## START
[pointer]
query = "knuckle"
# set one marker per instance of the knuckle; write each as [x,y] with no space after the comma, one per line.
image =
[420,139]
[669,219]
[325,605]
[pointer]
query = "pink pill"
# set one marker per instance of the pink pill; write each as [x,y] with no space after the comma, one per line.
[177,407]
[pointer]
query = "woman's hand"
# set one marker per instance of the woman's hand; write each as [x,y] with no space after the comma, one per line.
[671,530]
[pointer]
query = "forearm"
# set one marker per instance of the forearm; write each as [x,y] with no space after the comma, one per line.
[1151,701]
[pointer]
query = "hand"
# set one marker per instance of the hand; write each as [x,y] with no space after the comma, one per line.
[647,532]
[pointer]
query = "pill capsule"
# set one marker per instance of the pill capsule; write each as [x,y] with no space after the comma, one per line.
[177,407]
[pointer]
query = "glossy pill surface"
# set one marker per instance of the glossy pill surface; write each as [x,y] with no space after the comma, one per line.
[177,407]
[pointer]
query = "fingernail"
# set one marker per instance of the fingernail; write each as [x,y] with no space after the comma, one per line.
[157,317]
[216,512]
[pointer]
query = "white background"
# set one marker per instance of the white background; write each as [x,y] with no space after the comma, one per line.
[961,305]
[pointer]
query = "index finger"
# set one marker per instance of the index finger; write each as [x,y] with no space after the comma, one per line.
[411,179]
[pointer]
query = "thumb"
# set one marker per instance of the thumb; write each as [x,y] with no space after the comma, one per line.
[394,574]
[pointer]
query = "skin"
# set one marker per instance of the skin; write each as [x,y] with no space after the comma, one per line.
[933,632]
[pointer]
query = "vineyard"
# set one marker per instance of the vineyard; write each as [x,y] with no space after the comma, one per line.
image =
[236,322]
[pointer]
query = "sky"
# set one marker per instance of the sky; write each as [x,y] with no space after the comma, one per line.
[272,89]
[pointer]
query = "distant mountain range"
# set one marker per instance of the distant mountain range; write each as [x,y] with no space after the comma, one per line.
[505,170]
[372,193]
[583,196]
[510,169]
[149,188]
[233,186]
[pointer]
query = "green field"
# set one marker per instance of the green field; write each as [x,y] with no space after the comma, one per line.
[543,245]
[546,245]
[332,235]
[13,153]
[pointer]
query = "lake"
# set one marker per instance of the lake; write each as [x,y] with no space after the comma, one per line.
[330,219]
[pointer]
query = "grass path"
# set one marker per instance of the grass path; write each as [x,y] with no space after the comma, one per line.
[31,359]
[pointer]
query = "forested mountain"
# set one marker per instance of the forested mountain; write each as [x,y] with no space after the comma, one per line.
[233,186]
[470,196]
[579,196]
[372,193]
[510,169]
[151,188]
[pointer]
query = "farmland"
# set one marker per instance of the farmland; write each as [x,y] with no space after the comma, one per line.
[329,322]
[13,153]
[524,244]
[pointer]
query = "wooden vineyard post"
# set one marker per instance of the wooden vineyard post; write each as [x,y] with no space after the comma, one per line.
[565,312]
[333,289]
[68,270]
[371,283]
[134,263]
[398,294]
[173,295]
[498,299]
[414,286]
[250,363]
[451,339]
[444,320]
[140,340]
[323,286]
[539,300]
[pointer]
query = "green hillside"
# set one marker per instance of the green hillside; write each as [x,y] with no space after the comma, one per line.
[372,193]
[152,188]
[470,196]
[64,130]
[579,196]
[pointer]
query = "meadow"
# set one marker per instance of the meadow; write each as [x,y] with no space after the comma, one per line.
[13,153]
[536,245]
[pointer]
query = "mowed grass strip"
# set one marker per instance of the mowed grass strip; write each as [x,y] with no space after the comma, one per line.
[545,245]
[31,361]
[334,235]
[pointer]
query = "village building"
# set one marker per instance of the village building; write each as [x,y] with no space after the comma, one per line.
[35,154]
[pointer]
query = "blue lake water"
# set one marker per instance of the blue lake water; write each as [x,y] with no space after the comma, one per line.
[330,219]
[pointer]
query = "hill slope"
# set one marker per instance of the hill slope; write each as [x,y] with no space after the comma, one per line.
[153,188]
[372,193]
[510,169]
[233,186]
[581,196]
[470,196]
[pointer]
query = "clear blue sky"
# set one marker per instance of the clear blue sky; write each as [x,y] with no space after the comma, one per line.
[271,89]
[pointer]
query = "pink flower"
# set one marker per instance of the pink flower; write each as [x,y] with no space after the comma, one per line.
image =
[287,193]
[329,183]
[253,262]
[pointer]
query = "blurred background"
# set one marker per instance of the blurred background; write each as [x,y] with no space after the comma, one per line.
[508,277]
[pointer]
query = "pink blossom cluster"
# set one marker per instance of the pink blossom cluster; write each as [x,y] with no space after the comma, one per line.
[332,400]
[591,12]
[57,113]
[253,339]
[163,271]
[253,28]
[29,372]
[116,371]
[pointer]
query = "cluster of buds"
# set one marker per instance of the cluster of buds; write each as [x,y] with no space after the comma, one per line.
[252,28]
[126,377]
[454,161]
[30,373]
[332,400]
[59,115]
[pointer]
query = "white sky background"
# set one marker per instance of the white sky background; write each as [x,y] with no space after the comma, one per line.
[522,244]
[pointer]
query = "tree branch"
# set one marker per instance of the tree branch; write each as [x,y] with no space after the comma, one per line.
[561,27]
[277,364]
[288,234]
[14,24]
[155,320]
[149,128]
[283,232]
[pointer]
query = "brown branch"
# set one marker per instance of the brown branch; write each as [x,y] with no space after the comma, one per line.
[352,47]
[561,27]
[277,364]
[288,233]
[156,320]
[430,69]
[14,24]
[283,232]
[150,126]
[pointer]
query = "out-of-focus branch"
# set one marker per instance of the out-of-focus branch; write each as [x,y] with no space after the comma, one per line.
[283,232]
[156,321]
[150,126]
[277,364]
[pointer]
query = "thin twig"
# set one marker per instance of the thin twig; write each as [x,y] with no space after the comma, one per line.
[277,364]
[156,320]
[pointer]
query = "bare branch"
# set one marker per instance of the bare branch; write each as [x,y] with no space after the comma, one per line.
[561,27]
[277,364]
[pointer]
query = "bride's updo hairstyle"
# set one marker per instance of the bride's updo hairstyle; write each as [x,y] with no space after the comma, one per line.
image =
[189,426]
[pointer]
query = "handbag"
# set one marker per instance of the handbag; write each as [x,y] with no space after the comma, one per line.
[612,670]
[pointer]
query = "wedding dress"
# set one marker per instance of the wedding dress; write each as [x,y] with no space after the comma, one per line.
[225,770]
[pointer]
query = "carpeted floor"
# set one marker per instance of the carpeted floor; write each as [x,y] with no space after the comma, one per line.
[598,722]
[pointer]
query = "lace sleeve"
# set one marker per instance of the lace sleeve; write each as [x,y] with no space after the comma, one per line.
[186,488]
## END
# Aim of the task
Pick out each line in the data above that contains the word "lake" and copy those lines.

# Final answer
query = "lake"
# set one marker per instance of the lake; write each as [x,y] with no space after the comma, one per line.
query = "blue lake water"
# set one marker per instance of the blue lake water; write each as [x,y] with no space after the comma, one per line.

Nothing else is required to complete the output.